++++ Document excerpt

But why the sensitivity?

To understand the backlash, it’s crucial to remember the scale of BTS’ rise.

Across their 12-year career, BTS had shattered every expectation for non-English pop acts in the U.S. and worldwide. Their achievements include:

Billboard and Global Chart milestones

  • Nine No. 1 singles on the Billboard Hot 100, more than any K-pop act in history.
  • Multiple No. 1 albums on the Billboard 200, including Map of the Soul: 7 and BE.
  • The first K-pop act to debut a single at No. 1 on the Hot 100 (Dynamite), followed by Life Goes On, Butter, and Permission to Dance.

Industry recognition

  • BTS became the first Korean act to receive a Grammy nomination in a major category, nominated for Best Pop Duo/Group Performance.
  • TIME’s Entertainer of the Year and multiple American Music Award Artist of the Year wins.

Cultural impact

  • Sold-out global stadium tours, including multiple U.S. stadiums rarely booked by international acts.

++++++++

- Requirement -
In the passage about BTS, start at the words "But why the" and end after "the Soul: 7 and BE.". Write that part out again, switching "backlash" for "criticism".

++++ Supplied information

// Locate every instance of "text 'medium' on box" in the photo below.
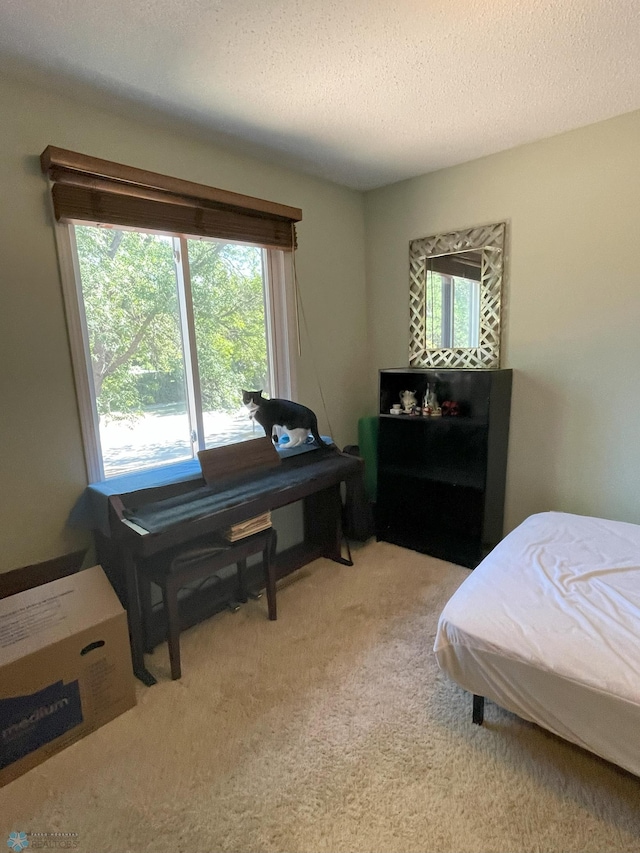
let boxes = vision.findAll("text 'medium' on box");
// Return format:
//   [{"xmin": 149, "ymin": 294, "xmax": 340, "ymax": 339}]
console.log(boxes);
[{"xmin": 0, "ymin": 566, "xmax": 136, "ymax": 785}]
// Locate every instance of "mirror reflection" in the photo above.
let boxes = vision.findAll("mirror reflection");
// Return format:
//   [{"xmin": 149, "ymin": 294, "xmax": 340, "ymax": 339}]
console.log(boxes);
[
  {"xmin": 425, "ymin": 251, "xmax": 482, "ymax": 349},
  {"xmin": 409, "ymin": 222, "xmax": 506, "ymax": 368}
]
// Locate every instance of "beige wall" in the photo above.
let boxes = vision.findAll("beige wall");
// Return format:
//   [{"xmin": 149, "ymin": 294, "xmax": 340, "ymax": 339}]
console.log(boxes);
[
  {"xmin": 0, "ymin": 70, "xmax": 367, "ymax": 571},
  {"xmin": 0, "ymin": 65, "xmax": 640, "ymax": 570},
  {"xmin": 365, "ymin": 106, "xmax": 640, "ymax": 529}
]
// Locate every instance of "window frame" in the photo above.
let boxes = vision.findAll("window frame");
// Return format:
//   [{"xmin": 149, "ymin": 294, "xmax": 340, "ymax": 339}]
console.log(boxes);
[{"xmin": 54, "ymin": 220, "xmax": 297, "ymax": 484}]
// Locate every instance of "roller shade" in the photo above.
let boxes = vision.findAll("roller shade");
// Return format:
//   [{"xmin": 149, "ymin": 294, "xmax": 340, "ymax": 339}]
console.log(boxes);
[{"xmin": 40, "ymin": 145, "xmax": 302, "ymax": 246}]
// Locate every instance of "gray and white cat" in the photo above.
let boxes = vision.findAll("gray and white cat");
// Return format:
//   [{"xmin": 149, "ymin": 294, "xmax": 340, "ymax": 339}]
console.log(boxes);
[{"xmin": 242, "ymin": 390, "xmax": 329, "ymax": 447}]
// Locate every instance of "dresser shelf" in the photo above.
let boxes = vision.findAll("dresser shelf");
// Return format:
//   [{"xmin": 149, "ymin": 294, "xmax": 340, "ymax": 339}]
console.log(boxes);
[{"xmin": 376, "ymin": 368, "xmax": 512, "ymax": 568}]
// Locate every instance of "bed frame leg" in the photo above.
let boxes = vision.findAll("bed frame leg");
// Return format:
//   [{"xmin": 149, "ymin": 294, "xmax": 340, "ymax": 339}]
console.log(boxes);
[{"xmin": 471, "ymin": 693, "xmax": 484, "ymax": 726}]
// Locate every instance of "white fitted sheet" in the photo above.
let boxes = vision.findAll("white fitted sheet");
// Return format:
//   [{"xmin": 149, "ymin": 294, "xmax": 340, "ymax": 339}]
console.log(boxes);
[{"xmin": 435, "ymin": 512, "xmax": 640, "ymax": 776}]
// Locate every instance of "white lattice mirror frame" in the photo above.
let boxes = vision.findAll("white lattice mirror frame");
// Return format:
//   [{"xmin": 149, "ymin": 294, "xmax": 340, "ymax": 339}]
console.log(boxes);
[{"xmin": 409, "ymin": 222, "xmax": 506, "ymax": 369}]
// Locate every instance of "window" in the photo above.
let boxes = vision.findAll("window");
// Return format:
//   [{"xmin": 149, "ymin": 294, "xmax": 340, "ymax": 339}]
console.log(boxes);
[
  {"xmin": 43, "ymin": 144, "xmax": 299, "ymax": 482},
  {"xmin": 425, "ymin": 251, "xmax": 482, "ymax": 349},
  {"xmin": 426, "ymin": 270, "xmax": 480, "ymax": 349}
]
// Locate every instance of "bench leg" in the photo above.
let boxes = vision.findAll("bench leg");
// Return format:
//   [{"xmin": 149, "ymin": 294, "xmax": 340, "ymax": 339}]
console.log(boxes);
[
  {"xmin": 471, "ymin": 693, "xmax": 484, "ymax": 726},
  {"xmin": 162, "ymin": 578, "xmax": 182, "ymax": 681},
  {"xmin": 236, "ymin": 559, "xmax": 249, "ymax": 604},
  {"xmin": 262, "ymin": 534, "xmax": 278, "ymax": 621}
]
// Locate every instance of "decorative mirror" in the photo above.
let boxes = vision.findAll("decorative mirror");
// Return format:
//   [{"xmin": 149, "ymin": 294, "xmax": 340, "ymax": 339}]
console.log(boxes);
[{"xmin": 409, "ymin": 222, "xmax": 506, "ymax": 368}]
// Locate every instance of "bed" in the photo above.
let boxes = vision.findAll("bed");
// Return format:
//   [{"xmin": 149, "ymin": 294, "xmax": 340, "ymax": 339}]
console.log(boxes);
[{"xmin": 435, "ymin": 512, "xmax": 640, "ymax": 776}]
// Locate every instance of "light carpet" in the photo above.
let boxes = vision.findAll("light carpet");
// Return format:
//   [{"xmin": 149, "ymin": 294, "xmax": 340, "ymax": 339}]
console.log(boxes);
[{"xmin": 0, "ymin": 542, "xmax": 640, "ymax": 853}]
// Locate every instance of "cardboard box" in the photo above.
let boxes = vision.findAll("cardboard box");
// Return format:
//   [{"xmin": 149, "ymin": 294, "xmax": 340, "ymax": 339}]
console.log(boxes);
[{"xmin": 0, "ymin": 566, "xmax": 136, "ymax": 786}]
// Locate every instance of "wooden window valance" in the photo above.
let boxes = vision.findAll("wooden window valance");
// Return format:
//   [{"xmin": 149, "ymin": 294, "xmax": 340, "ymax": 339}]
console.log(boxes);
[{"xmin": 40, "ymin": 145, "xmax": 302, "ymax": 251}]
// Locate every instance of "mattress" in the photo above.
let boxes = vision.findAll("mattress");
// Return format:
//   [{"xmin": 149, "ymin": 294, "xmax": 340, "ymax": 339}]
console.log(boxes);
[{"xmin": 434, "ymin": 512, "xmax": 640, "ymax": 776}]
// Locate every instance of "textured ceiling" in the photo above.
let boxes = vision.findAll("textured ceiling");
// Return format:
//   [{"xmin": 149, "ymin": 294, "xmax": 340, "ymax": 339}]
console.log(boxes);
[{"xmin": 0, "ymin": 0, "xmax": 640, "ymax": 189}]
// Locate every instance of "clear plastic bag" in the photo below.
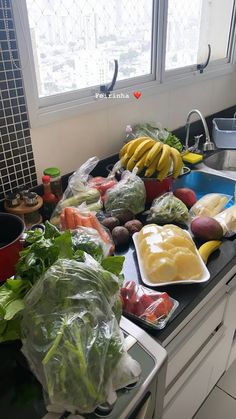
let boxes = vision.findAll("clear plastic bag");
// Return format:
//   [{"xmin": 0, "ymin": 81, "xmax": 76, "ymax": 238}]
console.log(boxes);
[
  {"xmin": 50, "ymin": 157, "xmax": 103, "ymax": 226},
  {"xmin": 121, "ymin": 281, "xmax": 179, "ymax": 329},
  {"xmin": 147, "ymin": 192, "xmax": 189, "ymax": 224},
  {"xmin": 132, "ymin": 122, "xmax": 183, "ymax": 153},
  {"xmin": 189, "ymin": 193, "xmax": 232, "ymax": 217},
  {"xmin": 104, "ymin": 169, "xmax": 146, "ymax": 214},
  {"xmin": 214, "ymin": 204, "xmax": 236, "ymax": 237},
  {"xmin": 60, "ymin": 204, "xmax": 115, "ymax": 256},
  {"xmin": 22, "ymin": 257, "xmax": 140, "ymax": 413}
]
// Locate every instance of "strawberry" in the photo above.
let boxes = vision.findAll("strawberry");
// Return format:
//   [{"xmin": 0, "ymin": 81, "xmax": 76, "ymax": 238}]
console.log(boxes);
[
  {"xmin": 140, "ymin": 294, "xmax": 154, "ymax": 310},
  {"xmin": 120, "ymin": 281, "xmax": 136, "ymax": 298}
]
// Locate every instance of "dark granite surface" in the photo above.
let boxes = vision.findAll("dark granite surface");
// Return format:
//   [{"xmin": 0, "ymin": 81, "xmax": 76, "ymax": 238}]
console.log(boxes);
[
  {"xmin": 0, "ymin": 107, "xmax": 236, "ymax": 419},
  {"xmin": 119, "ymin": 239, "xmax": 236, "ymax": 343}
]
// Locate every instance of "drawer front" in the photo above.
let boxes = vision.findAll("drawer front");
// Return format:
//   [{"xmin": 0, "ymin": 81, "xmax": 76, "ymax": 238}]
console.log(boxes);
[
  {"xmin": 163, "ymin": 330, "xmax": 227, "ymax": 419},
  {"xmin": 166, "ymin": 293, "xmax": 227, "ymax": 391}
]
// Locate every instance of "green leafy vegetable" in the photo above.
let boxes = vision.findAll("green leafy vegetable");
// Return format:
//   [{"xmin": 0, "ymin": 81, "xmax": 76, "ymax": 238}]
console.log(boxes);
[
  {"xmin": 0, "ymin": 279, "xmax": 31, "ymax": 342},
  {"xmin": 0, "ymin": 222, "xmax": 123, "ymax": 342},
  {"xmin": 147, "ymin": 192, "xmax": 188, "ymax": 224},
  {"xmin": 22, "ymin": 259, "xmax": 123, "ymax": 413},
  {"xmin": 72, "ymin": 230, "xmax": 104, "ymax": 262},
  {"xmin": 163, "ymin": 131, "xmax": 183, "ymax": 153},
  {"xmin": 133, "ymin": 123, "xmax": 183, "ymax": 152},
  {"xmin": 104, "ymin": 171, "xmax": 146, "ymax": 214}
]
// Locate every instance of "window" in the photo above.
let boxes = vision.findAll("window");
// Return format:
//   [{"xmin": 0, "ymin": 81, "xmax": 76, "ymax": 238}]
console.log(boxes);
[
  {"xmin": 165, "ymin": 0, "xmax": 234, "ymax": 71},
  {"xmin": 26, "ymin": 0, "xmax": 152, "ymax": 97},
  {"xmin": 13, "ymin": 0, "xmax": 236, "ymax": 122}
]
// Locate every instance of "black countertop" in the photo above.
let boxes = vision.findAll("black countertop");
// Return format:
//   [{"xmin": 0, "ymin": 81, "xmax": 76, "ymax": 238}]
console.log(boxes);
[
  {"xmin": 118, "ymin": 238, "xmax": 236, "ymax": 344},
  {"xmin": 0, "ymin": 107, "xmax": 236, "ymax": 419}
]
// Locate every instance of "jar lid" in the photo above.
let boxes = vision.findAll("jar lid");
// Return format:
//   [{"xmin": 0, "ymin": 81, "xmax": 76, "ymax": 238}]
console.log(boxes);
[
  {"xmin": 43, "ymin": 167, "xmax": 61, "ymax": 177},
  {"xmin": 42, "ymin": 175, "xmax": 51, "ymax": 183}
]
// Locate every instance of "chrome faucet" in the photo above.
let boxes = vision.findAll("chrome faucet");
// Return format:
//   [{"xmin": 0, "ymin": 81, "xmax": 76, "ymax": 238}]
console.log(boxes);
[{"xmin": 185, "ymin": 109, "xmax": 215, "ymax": 151}]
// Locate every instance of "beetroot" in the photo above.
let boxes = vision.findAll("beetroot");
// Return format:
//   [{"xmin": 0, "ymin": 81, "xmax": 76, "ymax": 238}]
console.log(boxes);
[{"xmin": 174, "ymin": 188, "xmax": 197, "ymax": 208}]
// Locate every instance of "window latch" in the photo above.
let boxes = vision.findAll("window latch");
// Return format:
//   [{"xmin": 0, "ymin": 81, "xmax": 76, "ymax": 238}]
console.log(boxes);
[
  {"xmin": 100, "ymin": 60, "xmax": 118, "ymax": 96},
  {"xmin": 197, "ymin": 44, "xmax": 211, "ymax": 74}
]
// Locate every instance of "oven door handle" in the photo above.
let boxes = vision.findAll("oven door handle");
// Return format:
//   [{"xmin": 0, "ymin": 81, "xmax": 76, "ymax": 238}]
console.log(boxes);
[
  {"xmin": 226, "ymin": 275, "xmax": 236, "ymax": 294},
  {"xmin": 135, "ymin": 394, "xmax": 152, "ymax": 419}
]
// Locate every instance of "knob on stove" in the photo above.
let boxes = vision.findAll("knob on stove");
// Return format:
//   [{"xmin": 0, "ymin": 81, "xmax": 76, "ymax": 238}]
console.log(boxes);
[{"xmin": 94, "ymin": 403, "xmax": 114, "ymax": 418}]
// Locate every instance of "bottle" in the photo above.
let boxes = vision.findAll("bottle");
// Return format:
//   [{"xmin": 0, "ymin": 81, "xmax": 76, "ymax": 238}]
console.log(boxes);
[
  {"xmin": 124, "ymin": 125, "xmax": 136, "ymax": 143},
  {"xmin": 42, "ymin": 175, "xmax": 58, "ymax": 220},
  {"xmin": 43, "ymin": 167, "xmax": 62, "ymax": 201}
]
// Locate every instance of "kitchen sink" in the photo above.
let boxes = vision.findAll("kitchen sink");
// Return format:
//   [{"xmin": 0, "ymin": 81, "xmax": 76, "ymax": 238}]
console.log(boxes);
[
  {"xmin": 174, "ymin": 169, "xmax": 236, "ymax": 200},
  {"xmin": 204, "ymin": 150, "xmax": 236, "ymax": 172}
]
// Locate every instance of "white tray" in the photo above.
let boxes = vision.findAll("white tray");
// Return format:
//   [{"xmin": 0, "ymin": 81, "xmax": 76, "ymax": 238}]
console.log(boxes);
[{"xmin": 133, "ymin": 231, "xmax": 210, "ymax": 287}]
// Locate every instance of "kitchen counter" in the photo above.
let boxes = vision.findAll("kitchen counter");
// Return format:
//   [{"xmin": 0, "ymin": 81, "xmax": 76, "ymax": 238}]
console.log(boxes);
[{"xmin": 119, "ymin": 238, "xmax": 236, "ymax": 346}]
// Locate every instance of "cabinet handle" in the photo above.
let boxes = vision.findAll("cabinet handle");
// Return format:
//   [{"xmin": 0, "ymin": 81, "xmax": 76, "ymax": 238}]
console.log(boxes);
[{"xmin": 135, "ymin": 395, "xmax": 152, "ymax": 419}]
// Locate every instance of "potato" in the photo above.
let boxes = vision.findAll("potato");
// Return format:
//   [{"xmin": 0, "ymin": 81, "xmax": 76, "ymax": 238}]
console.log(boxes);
[
  {"xmin": 124, "ymin": 220, "xmax": 143, "ymax": 236},
  {"xmin": 102, "ymin": 217, "xmax": 120, "ymax": 231},
  {"xmin": 112, "ymin": 226, "xmax": 129, "ymax": 246},
  {"xmin": 191, "ymin": 216, "xmax": 223, "ymax": 241}
]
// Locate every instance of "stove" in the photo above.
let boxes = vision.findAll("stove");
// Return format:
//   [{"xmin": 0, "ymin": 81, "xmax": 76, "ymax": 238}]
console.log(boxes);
[{"xmin": 42, "ymin": 317, "xmax": 167, "ymax": 419}]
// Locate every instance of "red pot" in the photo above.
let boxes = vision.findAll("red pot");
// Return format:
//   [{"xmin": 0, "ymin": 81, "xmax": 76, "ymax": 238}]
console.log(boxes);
[
  {"xmin": 0, "ymin": 212, "xmax": 25, "ymax": 281},
  {"xmin": 143, "ymin": 176, "xmax": 173, "ymax": 204}
]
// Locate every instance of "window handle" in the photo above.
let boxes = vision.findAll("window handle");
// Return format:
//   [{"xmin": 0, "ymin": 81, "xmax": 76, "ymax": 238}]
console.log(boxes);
[
  {"xmin": 100, "ymin": 60, "xmax": 118, "ymax": 96},
  {"xmin": 197, "ymin": 44, "xmax": 211, "ymax": 74}
]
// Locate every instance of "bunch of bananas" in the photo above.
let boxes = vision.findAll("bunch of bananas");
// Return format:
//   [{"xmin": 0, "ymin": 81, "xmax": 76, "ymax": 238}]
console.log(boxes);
[{"xmin": 120, "ymin": 137, "xmax": 183, "ymax": 180}]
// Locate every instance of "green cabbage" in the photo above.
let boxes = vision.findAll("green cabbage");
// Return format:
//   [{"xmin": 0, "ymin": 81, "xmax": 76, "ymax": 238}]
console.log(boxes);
[{"xmin": 147, "ymin": 192, "xmax": 188, "ymax": 224}]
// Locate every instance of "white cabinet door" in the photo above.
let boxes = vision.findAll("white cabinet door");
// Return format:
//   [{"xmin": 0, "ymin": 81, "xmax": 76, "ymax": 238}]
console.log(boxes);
[
  {"xmin": 224, "ymin": 276, "xmax": 236, "ymax": 369},
  {"xmin": 163, "ymin": 326, "xmax": 226, "ymax": 419}
]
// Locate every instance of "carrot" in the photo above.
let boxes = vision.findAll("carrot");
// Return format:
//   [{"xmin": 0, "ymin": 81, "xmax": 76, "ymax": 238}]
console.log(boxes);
[
  {"xmin": 64, "ymin": 207, "xmax": 76, "ymax": 230},
  {"xmin": 91, "ymin": 214, "xmax": 111, "ymax": 244}
]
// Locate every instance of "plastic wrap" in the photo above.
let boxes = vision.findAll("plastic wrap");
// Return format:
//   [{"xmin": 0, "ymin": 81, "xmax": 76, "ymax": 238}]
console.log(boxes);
[
  {"xmin": 89, "ymin": 174, "xmax": 117, "ymax": 201},
  {"xmin": 214, "ymin": 204, "xmax": 236, "ymax": 237},
  {"xmin": 104, "ymin": 169, "xmax": 146, "ymax": 214},
  {"xmin": 60, "ymin": 204, "xmax": 115, "ymax": 256},
  {"xmin": 22, "ymin": 257, "xmax": 140, "ymax": 413},
  {"xmin": 147, "ymin": 192, "xmax": 188, "ymax": 224},
  {"xmin": 50, "ymin": 157, "xmax": 102, "ymax": 226},
  {"xmin": 189, "ymin": 193, "xmax": 232, "ymax": 217},
  {"xmin": 121, "ymin": 281, "xmax": 179, "ymax": 329}
]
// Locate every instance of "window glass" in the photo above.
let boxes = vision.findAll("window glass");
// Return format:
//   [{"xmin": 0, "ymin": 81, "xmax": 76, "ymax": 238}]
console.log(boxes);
[{"xmin": 27, "ymin": 0, "xmax": 153, "ymax": 97}]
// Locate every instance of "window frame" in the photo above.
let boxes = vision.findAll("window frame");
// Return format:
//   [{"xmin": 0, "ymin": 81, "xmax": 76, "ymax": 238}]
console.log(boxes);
[{"xmin": 12, "ymin": 0, "xmax": 236, "ymax": 127}]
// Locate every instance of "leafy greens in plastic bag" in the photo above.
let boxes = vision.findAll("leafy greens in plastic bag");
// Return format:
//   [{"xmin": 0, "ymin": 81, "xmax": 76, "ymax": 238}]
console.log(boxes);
[
  {"xmin": 147, "ymin": 192, "xmax": 188, "ymax": 224},
  {"xmin": 22, "ymin": 257, "xmax": 140, "ymax": 413},
  {"xmin": 104, "ymin": 170, "xmax": 146, "ymax": 214}
]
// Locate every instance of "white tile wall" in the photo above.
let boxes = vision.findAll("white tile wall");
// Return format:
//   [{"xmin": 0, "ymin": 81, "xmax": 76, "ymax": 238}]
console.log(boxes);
[{"xmin": 31, "ymin": 71, "xmax": 236, "ymax": 181}]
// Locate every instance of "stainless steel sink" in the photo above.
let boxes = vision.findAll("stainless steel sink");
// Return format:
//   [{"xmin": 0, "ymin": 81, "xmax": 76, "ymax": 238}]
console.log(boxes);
[
  {"xmin": 204, "ymin": 150, "xmax": 236, "ymax": 172},
  {"xmin": 174, "ymin": 171, "xmax": 235, "ymax": 199}
]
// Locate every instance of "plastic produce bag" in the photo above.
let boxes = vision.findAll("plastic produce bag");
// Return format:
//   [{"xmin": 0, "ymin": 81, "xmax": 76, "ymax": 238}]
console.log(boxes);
[
  {"xmin": 60, "ymin": 204, "xmax": 115, "ymax": 256},
  {"xmin": 214, "ymin": 204, "xmax": 236, "ymax": 237},
  {"xmin": 22, "ymin": 256, "xmax": 140, "ymax": 413},
  {"xmin": 132, "ymin": 123, "xmax": 183, "ymax": 153},
  {"xmin": 121, "ymin": 281, "xmax": 179, "ymax": 329},
  {"xmin": 89, "ymin": 174, "xmax": 117, "ymax": 201},
  {"xmin": 189, "ymin": 193, "xmax": 232, "ymax": 217},
  {"xmin": 104, "ymin": 169, "xmax": 146, "ymax": 214},
  {"xmin": 147, "ymin": 192, "xmax": 188, "ymax": 224},
  {"xmin": 50, "ymin": 157, "xmax": 102, "ymax": 226}
]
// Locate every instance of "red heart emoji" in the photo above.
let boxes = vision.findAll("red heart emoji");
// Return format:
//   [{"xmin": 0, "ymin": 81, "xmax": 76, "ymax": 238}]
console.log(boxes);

++++++++

- Written response -
But why the sensitivity?

To understand the criticism, it’s crucial to remember the scale of BTS’ rise.

Across their 12-year career, BTS had shattered every expectation for non-English pop acts in the U.S. and worldwide. Their achievements include:

Billboard and Global Chart milestones

  • Nine No. 1 singles on the Billboard Hot 100, more than any K-pop act in history.
  • Multiple No. 1 albums on the Billboard 200, including Map of the Soul: 7 and BE.